+++ INPUT ROWS

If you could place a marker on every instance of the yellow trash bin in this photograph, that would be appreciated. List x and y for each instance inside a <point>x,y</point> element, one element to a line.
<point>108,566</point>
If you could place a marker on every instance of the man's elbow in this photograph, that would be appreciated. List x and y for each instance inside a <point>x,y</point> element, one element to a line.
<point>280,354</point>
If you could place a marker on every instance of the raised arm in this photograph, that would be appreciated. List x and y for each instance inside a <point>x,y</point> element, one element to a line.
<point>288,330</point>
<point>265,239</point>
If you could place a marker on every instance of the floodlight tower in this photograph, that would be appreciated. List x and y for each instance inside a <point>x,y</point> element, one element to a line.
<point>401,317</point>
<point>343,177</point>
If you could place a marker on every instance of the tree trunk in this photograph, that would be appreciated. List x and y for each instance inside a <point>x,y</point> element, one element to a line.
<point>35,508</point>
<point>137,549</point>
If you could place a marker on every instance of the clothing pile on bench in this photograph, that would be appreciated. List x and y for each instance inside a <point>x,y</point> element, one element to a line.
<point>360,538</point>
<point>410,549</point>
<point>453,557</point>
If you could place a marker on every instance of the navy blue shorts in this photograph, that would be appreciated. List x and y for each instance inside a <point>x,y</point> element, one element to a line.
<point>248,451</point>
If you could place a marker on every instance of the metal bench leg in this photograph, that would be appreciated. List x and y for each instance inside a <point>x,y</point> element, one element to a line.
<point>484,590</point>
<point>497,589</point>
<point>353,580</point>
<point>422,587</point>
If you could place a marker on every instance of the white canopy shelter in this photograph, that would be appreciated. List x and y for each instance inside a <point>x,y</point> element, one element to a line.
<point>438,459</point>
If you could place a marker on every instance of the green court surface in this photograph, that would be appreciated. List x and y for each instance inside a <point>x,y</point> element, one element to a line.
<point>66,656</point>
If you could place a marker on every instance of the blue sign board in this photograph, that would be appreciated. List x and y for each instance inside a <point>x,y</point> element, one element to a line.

++++++

* [EXERCISE]:
Set out the lines of the material from the line containing "of the floodlight" through the line containing "<point>343,177</point>", inclusive, as a Markdown table with the columns Row and Line. Number each line in Row, put its text in Line, and leave out any blank lines.

* [RESULT BELOW]:
| Row | Line |
|---|---|
| 1 | If you could place a marker on every instance of the floodlight tower in this photograph, that would be appreciated. List x and y for each instance inside a <point>x,y</point> element, one element to a line. |
| 2 | <point>401,317</point> |
| 3 | <point>343,177</point> |